Point placement records ->

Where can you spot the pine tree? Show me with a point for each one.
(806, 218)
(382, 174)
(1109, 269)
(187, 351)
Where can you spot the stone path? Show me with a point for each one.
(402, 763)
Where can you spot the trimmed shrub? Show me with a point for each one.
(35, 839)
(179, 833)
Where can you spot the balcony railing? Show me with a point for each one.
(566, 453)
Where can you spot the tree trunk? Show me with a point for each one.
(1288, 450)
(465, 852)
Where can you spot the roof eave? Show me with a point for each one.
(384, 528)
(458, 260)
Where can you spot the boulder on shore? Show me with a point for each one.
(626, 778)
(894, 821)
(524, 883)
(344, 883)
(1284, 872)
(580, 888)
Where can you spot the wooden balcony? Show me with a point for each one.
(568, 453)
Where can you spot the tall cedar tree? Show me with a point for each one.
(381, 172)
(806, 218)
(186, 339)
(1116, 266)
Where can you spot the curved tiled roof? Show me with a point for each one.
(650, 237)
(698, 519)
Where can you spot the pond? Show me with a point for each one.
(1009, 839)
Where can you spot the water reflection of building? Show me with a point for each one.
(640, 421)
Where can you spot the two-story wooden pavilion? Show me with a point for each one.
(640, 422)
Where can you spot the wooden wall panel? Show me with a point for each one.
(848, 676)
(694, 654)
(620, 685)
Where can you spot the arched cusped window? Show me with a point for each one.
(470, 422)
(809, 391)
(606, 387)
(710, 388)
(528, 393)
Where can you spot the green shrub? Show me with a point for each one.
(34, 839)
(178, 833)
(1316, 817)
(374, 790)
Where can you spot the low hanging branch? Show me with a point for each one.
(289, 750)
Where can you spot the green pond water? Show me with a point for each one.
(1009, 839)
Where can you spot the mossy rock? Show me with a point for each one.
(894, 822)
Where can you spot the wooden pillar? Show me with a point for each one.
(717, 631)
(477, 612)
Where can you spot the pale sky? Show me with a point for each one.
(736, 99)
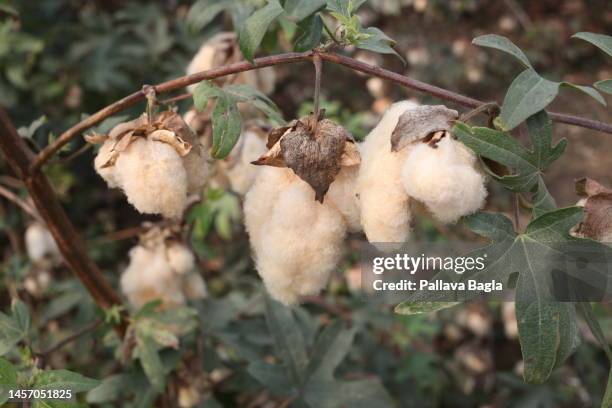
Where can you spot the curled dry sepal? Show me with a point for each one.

The problem -> Rewrite the whole listing above with "spot" swapped for "locate" everywhere and everything else unchanged. Leave the pictures out.

Solution ->
Where can you locate the pine tree? Show me with a point for each one.
(806, 218)
(382, 174)
(1109, 269)
(187, 351)
Where can you locate the stone path? Show me with a point for each one.
(402, 763)
Where can you locate the trimmed shrub? Show me with a point for each one.
(35, 839)
(179, 833)
Where can you locate the balcony railing? Show me with a point for each one.
(566, 453)
Where can you locate the tree trunk? Show me with a point for each one.
(1288, 450)
(465, 852)
Where can you locate the roof eave? Show me with a point for each one.
(384, 528)
(458, 260)
Where can you locate the boulder on shore? Show me with a point for each one.
(626, 778)
(894, 821)
(524, 883)
(344, 883)
(1284, 872)
(580, 888)
Where can you locate the wooden balcony? Show me with a point for each one.
(568, 453)
Where can you locate the tall cedar tree? Show me with a point for each one.
(381, 172)
(806, 218)
(186, 339)
(1116, 266)
Where can you locate the curved tiled roof? Show me with a point for each one.
(650, 237)
(698, 519)
Where can you locate the pond? Show me with a point for each one.
(1009, 839)
Where can you locate the water reflection of building? Show me with a point for each one.
(640, 421)
Where can you locate the two-story wooden pavilion? Show me with a point for each one.
(640, 422)
Where can you locate the wooden wall panel? Show me with a point for each one.
(848, 676)
(694, 654)
(620, 685)
Where can you locate the arched cusped window? Show me with a point for each one.
(470, 422)
(809, 391)
(606, 387)
(710, 388)
(528, 393)
Where can you locate the green shrub? Show me with a point for each one.
(34, 839)
(178, 833)
(1316, 817)
(374, 790)
Where can you locate the low hanging branch? Show me with a point for each one.
(289, 750)
Where can you locate the green pond water? Show me with a point for each one.
(1009, 839)
Where can you locate the mossy rock? Show me with a point for each one.
(894, 822)
Where can you locate the wooden pillar? Show me with a point for each one.
(717, 631)
(477, 612)
Where can you locate the pale sky? Show me with a point for each one.
(736, 99)
Where can you locate the curled dry sepal? Show me with a point for each one.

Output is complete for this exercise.